** START SELECTED PASSAGE **

[Gluster-devel] [RFC] A new caching/synchronization mechanism to speed up gluster
avati at gluster.org
Wed Feb 5 23:24:52 UTC 2014
Getting such a caching mechanism has several aspects. First of all we need
the framework pieces implemented (particularly server originated messages
to the client for invalidation and revokes) in a well designed way.
Particularly how we address a specific translator in a message originating
from the server. Some of the recent changes to client_t allows for
server-side translators to get a handle (the client_t object) on which
messages can be submitted back to the client.
Such a framework (of having server originated messages) is also necessary
for implementing oplocks (and possibly leases) - particularly interesting
for the Samba integration.
As Jeff already mentioned, this is an area where gluster has not focussed
on, given the targeted use case. However the benefits of extending this to
internal use cases (to avoid per-operation inodelks can benefit many
modules - encryption/crypt, afr, etc.) It seems possible to have a common
framework for delegating locks to clients, and build caching coherency
protocols / oplocks / inodelk avoidence on top of it.
Feel free to share a more detailed proposal if you have have/plan - I'm
sure the Samba folks (Ira copied) would be interested too.
On Wed, Feb 5, 2014 at 11:27 AM, Xavier Hernandez <xhernandez at datalab.es>wrote:
> On 04.02.2014 17:18, Jeff Darcy wrote:
> The only synchronization point needed is to make sure that all bricks
>>> agree on the inode state and which client owns it. This can be achieved
>>> without locking using a method similar to what I implemented in the DFC
>>> translator. Besides the lock-less architecture, the main advantage is
>>> that much more aggressive caching strategies can be implemented very
>>> near to the final user, increasing considerably the throughput of the
>>> file system. Special care has to be taken with things than can fail on
>>> background writes (basically brick space and user access rights). Those
>>> should be handled appropiately on the client side to guarantee future
>>> success of writes. Of course this is only a high level overview. A
>>> deeper analysis should be done to see what to do on each special case.
>>> What do you think ?

** END SELECTED PASSAGE **

Reproduce the part of the mailing list message starting with "As Jeff already" and going on through "be interested too.". The material after this point is separate from the mailing list message.

** START STORED RECORDS **

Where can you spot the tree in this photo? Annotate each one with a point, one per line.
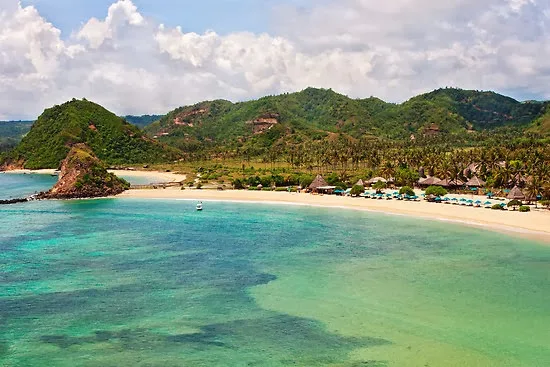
(357, 190)
(238, 184)
(514, 204)
(406, 190)
(380, 185)
(436, 191)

** END STORED RECORDS **

● ANSWER TO THE TASK:
As Jeff already mentioned, this is an area where gluster has not focussed
on, given the targeted use case. However the benefits of extending this to
internal use cases (to avoid per-operation inodelks can benefit many
modules - encryption/crypt, afr, etc.) It seems possible to have a common
framework for delegating locks to clients, and build caching coherency
protocols / oplocks / inodelk avoidence on top of it.
Feel free to share a more detailed proposal if you have have/plan - I'm
sure the Samba folks (Ira copied) would be interested too.